*Exercises:*
A: From the post about working with XML, list every distinct acronym of three or more letters written entirely in capitals. Count a plural such as "APIs" as the same acronym, and leave out words like "XMLHTTPRequest" that mix in lowercase letters.
B: Print the part of the post about working with XML that begins at the words "It’s been years" and stops after the words "their work done.".

*Document passage:*
--- Begin ---
It’s been years since I’ve had to hack on anything XML-related, but a recent project at work has me once again jumping into the waters of generating, parsing, and modifying this 90s-era document format. Most developers these days likely only know of it as part of the curiously-named XMLHTTPRequest object in web browsers used to retrieve data in JSON format from servers, and as the “X” in AJAX. But here we are in 2021, and there are still plenty of APIs and documents using XML to get their work done.
In my particular case, the task is to update the API calls for a new version of Virtuozzo Automator. Its API is a bit unusual in that it doesn’t use HTTP, but rather relies on opening a TLS-encrypted socket to the server and exchanging documents delimited with a null character. The previous version of our code is in 1990s-sysadmin-style Perl, with manual blessing of objects and parsing the XML using regular expressions. I’ve decided to update it to use the Moo object system and a proper XML parser. But which parser and module to use?
--- End ---
*Supplied data:*
--- Begin ---
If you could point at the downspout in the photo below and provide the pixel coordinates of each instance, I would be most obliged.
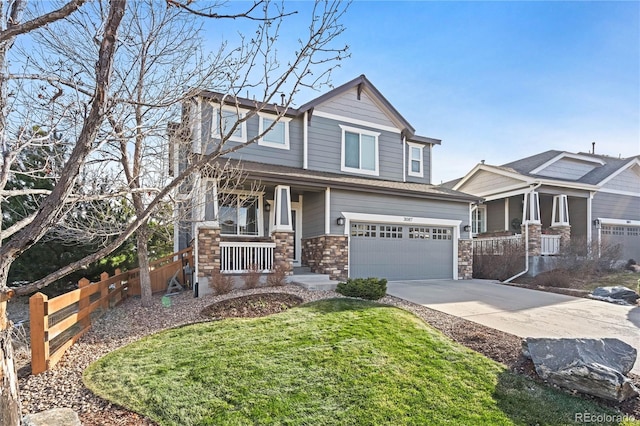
(305, 141)
(404, 159)
(526, 244)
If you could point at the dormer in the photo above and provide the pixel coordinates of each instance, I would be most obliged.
(568, 166)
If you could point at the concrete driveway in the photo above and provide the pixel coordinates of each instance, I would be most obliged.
(523, 312)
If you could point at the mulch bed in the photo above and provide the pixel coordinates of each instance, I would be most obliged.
(251, 306)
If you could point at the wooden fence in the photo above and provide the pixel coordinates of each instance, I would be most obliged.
(57, 323)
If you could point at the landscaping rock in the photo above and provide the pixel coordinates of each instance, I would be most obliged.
(592, 366)
(54, 417)
(618, 294)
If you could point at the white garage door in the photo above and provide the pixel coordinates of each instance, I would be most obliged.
(628, 237)
(400, 251)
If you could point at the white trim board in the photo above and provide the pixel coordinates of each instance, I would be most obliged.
(356, 122)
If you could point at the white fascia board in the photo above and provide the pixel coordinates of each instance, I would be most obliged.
(492, 169)
(630, 164)
(566, 184)
(562, 155)
(627, 222)
(356, 122)
(619, 192)
(409, 220)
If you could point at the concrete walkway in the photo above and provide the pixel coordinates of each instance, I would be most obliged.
(523, 312)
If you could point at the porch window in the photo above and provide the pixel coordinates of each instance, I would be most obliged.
(228, 117)
(415, 160)
(278, 136)
(359, 151)
(479, 220)
(239, 214)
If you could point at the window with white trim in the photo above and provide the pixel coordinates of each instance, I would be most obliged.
(228, 117)
(278, 136)
(239, 214)
(479, 220)
(390, 231)
(363, 230)
(415, 166)
(359, 151)
(441, 233)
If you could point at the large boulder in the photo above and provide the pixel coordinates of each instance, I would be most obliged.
(593, 366)
(54, 417)
(617, 294)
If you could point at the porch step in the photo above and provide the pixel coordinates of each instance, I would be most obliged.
(313, 282)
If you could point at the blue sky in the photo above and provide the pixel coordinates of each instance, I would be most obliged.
(498, 81)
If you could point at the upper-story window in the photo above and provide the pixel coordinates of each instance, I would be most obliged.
(479, 220)
(278, 136)
(359, 151)
(415, 160)
(228, 117)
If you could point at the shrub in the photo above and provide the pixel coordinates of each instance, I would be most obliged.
(221, 283)
(252, 277)
(278, 276)
(365, 288)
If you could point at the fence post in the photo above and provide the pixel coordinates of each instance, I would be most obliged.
(84, 303)
(104, 291)
(39, 325)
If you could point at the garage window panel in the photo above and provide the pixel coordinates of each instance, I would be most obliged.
(363, 230)
(419, 233)
(441, 233)
(390, 231)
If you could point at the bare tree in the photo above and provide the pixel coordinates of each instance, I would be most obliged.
(50, 208)
(98, 111)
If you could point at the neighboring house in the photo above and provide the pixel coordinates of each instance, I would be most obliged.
(562, 196)
(345, 189)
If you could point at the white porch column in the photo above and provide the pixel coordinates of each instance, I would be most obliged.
(282, 214)
(560, 215)
(531, 208)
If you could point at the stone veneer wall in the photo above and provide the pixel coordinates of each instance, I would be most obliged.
(535, 238)
(283, 253)
(208, 253)
(465, 259)
(565, 235)
(327, 254)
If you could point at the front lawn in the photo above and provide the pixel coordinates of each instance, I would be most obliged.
(339, 361)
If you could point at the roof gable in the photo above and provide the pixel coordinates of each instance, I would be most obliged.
(360, 90)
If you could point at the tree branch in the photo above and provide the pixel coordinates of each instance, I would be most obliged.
(17, 29)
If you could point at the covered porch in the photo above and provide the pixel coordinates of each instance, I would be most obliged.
(555, 219)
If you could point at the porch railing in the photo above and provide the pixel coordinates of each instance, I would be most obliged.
(237, 257)
(550, 245)
(496, 245)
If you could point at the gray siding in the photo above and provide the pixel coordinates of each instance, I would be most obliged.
(325, 149)
(567, 168)
(254, 152)
(495, 216)
(484, 182)
(615, 206)
(360, 202)
(628, 180)
(348, 105)
(313, 214)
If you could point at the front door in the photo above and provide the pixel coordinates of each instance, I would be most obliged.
(296, 219)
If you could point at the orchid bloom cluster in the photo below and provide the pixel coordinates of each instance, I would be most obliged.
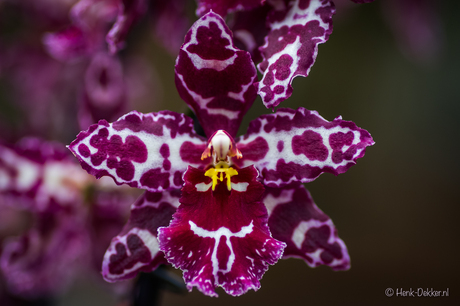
(223, 208)
(69, 223)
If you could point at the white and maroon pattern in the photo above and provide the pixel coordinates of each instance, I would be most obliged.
(298, 146)
(223, 7)
(136, 248)
(308, 232)
(39, 176)
(291, 47)
(214, 77)
(148, 151)
(233, 248)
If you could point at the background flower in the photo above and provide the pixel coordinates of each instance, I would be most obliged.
(397, 210)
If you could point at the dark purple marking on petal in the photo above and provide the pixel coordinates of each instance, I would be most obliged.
(135, 249)
(291, 46)
(214, 77)
(139, 146)
(121, 261)
(310, 234)
(254, 150)
(249, 30)
(233, 248)
(311, 146)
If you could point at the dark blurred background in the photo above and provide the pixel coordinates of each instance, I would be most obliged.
(397, 209)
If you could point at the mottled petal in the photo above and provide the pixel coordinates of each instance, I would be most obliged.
(44, 260)
(136, 248)
(249, 30)
(148, 151)
(214, 77)
(104, 95)
(223, 7)
(221, 237)
(40, 176)
(300, 145)
(291, 46)
(308, 232)
(129, 12)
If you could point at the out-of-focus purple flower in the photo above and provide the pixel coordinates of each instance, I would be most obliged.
(247, 185)
(104, 93)
(170, 23)
(291, 32)
(39, 177)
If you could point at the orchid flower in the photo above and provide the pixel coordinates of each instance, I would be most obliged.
(285, 33)
(41, 178)
(235, 191)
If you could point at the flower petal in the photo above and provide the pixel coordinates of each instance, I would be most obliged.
(232, 248)
(291, 46)
(300, 145)
(308, 232)
(249, 30)
(214, 77)
(148, 151)
(223, 7)
(136, 248)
--- End ---
*Final answers:*
A: XML, JSON, AJAX, API, HTTP, TLS

B:
It’s been years since I’ve had to hack on anything XML-related, but a recent project at work has me once again jumping into the waters of generating, parsing, and modifying this 90s-era document format. Most developers these days likely only know of it as part of the curiously-named XMLHTTPRequest object in web browsers used to retrieve data in JSON format from servers, and as the “X” in AJAX. But here we are in 2021, and there are still plenty of APIs and documents using XML to get their work done.